# Questions on the material:
[1] In the news text on the Knesset vote over conversion therapy bills, what criminal penalty does the bill set for practicing such therapy?
[2] Continue the news text on the Knesset vote over conversion therapy bills from its final sentence.

# Document section:
- - -
Lawmakers from Benny Gantz's Kahol Lavan party and the Labor Party voted in favor of the two bills, contrary to Likud’s position and breaching coalition discipline. The bill, which was presented by lawmakers Nitzan Horowitz from the left-wing Meretz party and Labor lawmaker Merav Michaeli, defines such therapy as a criminal offense, punishable by a year’s imprisonment. Moreover, the license of a psychologist convicted of practicing such therapy would be revoked for a period of five years if the bill is approved.

“This is a law against abuse and torture of human beings, a matter of life and death,” Horowitz said in a speech to the Knesset.

One of the bills was passed by a majority of 42 to 36, and the other by a majority of 43 to 35. Public Security Minister Amir Ohana and lawmaker Michal Shir, both of Likud, voted for the bills, while 21 of 36 Likud members of the Knesset did not show up for the vote. Ministers Itzik Shmuli and Amir Perez of Labor also voted for the law.

Speaking in an interview with Kan radio, Taha said that conversion therapy was intended to bring people who view themselves as members of the LGBTQ community "back to normal."
- - -
# Information supplied:
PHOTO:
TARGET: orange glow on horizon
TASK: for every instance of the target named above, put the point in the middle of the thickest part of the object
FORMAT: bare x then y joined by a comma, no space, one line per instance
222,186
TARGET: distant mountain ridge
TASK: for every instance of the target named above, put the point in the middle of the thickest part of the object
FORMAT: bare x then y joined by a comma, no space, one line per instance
- - -
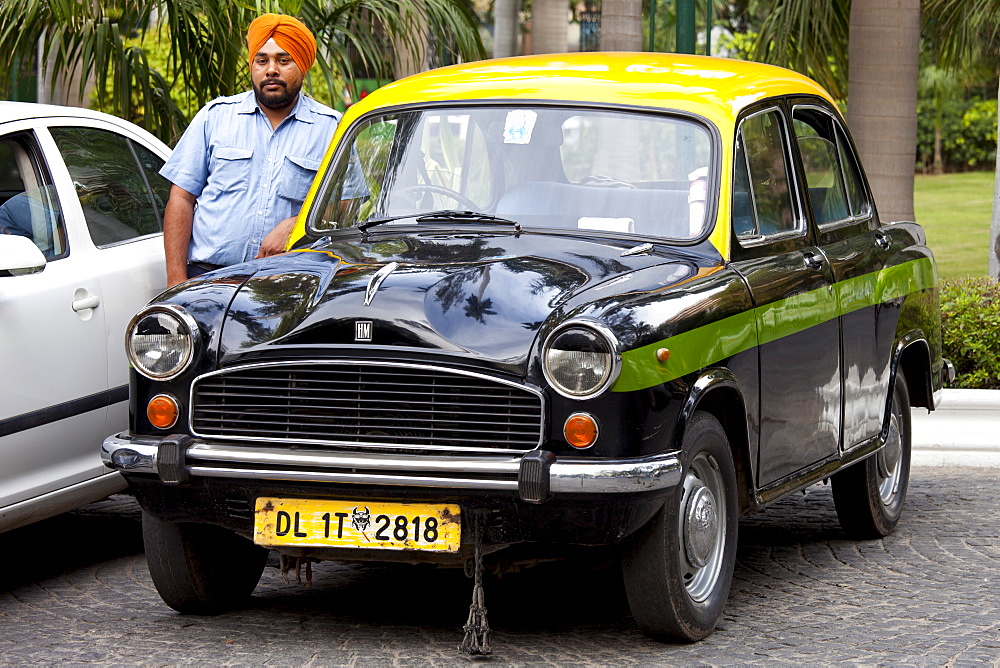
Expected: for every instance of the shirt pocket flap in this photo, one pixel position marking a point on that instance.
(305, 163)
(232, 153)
- - -
# Answers for each item:
[1] A year's imprisonment.

[2]
“Most of Arab society is against these bills,” Taha said. “The religious, cultural, ideological and moral leadership does not accept such a thing as legitimate, and therefore we voted against this bill.”

Taha added that “The scope of this phenomennon – even if it exists in Arab society, and I suppose it exists somewhere – is very limited and those who suffer from it are not even quick to identify it themselves since society doesn’t accept this as something obvious. Yes, the gay phenomenon almost doesn’t exist in Arab society.”

Taha said that banning conversion therapy would prevent homosexuals from going back what he called "a normal condition" and that he was not aware that such techniques do not work. “A person is born in the image of God either as a man or a woman. If something doesn’t go in line with creation, that person needs therapy,” Taha said. “I have spoken with a lot of experts on these matters and I ask them to present one example of a person who underwent such therapy and it didn’t succeed, at least in the Arab community.”

Three members of another faction in Joint List, Hadash, the historical heir of Israel’s communist party, voted in favor of the bill – Hadash Chairman Ayman Odeh, Aida Touma-Sliman and Ofer Kassif – after it was made clear that it does not relate to religious figures. Four member of the United Arab List faction of Joint List opposed the bill, while members of its other factions, Balad and Ta’al, were absent from the vote.